● Exercise directions
Count the lines in the data below that contain the word "above" and reply with that number alone.

-- Start of Records to process --

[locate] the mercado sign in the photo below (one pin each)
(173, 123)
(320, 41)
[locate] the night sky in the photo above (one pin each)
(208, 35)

-- End of Records to process --
-- Start of Records to process --

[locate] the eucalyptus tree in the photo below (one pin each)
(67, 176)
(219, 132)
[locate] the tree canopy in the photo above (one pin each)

-- End of Records to process --

● Task output
2